* begin Extracted text *

There are two sections in the Income tax Act that one would have heard time and again with respect to Home loan these two sections are Section 80C (Home loan principal component ) and Section 24 ( payment of home loan Interest)
When a person buys a property through home loan, the property could be either an Under Construction property or a ready to move in property. Tax benefit is slightly different in the two mentioned cases
A. When the Property is fully constructed
When the property is fully constructed, the entire sum of the property cost is disbursed to the builder by the bank, hence when the person begins paying installments to the bank it is an EMI payment. EMI or what is known as Equated Monthly Installments has both the Principal as well as the Interest Component of the loan.
For Income tax purposes if this is the first property and if the customer is paying principal and interest component; the property will be deemed to be Self occupied home and hence can claim benefits of
80 C – within upper limit of Rs 1,50,000 for year 2015 -2016
Section 24 – upper limit of Rs 2,00,000 for year 2015 -2016
B. When the Property is Under construction
The entire sum for the property loan is not disbursed to the builder. A partial disbursement happens linked to stages of construction. The actual loan repayment will start only when the entire loan amount is disbursed to the builder. During the period of partial disbursements the borrower will have to pay pre-EMIs. Pre – EMI is a scenario where only the interest accrued on the disbursed money is paid.
The advantage of this is the Interest is getting paid even while the property is getting ready and the time frame where the Pre EMI is paid when the property is getting ready is called as the Pre Construction Interest
Now since there is no principal payment involved section 80 C deduction cannot be claimed.
Section 24 Tax deduction for the pre-construction period, on the pre-EMIs,can be availed only after the construction is completed.

* end Extracted text *

Work instructions
1 - Render every line of the records as a Markdown table with the columns Row and Line, numbering each line and leaving out blank lines.
2 - Continue the text on home loan tax deductions from the point where it stops.
The text on home loan tax deductions and the records are unrelated material.

* begin Provided entries *

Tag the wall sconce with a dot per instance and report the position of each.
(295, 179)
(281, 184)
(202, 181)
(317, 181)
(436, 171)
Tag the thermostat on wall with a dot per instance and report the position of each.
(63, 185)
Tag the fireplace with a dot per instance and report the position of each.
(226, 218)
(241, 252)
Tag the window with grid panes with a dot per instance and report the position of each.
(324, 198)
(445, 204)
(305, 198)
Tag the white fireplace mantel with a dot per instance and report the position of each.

* end Provided entries *

Answers provided
1 -
| Row | Line |
|---|---|
| 1 | Tag the wall sconce with a dot per instance and report the position of each. |
| 2 | (295, 179) |
| 3 | (281, 184) |
| 4 | (202, 181) |
| 5 | (317, 181) |
| 6 | (436, 171) |
| 7 | Tag the thermostat on wall with a dot per instance and report the position of each. |
| 8 | (63, 185) |
| 9 | Tag the fireplace with a dot per instance and report the position of each. |
| 10 | (226, 218) |
| 11 | (241, 252) |
| 12 | Tag the window with grid panes with a dot per instance and report the position of each. |
| 13 | (324, 198) |
| 14 | (445, 204) |
| 15 | (305, 198) |
| 16 | Tag the white fireplace mantel with a dot per instance and report the position of each. |

2 -
Once the construction of the property is completed, one can claim deduction for the interest paid during the pre-construction period. This has to be done in five equal installments commencing from the financial year(FY) in which the construction of the property is completed.
Accordingly, the deduction towards aggregate interest (including one-fifth of pre-construction interest) can be Claimed from the FY in which the construction of the property is completed.
Here’s an example home loan of Rs.30 lakh in April 2013 at 10.5% interest for 20 years to buy an under-construction property, which was completed in March 2015. While construction was on, the total interest paid on the borrowed capital was around Rs.3 lakh. Deduction on the interest of Rs.3 lakh, over and above the yearly interest paid, in five equal installments of Rs.60, 000 (Rs.300,000/5) starting from the assessment year 2016-17(FY2015-16).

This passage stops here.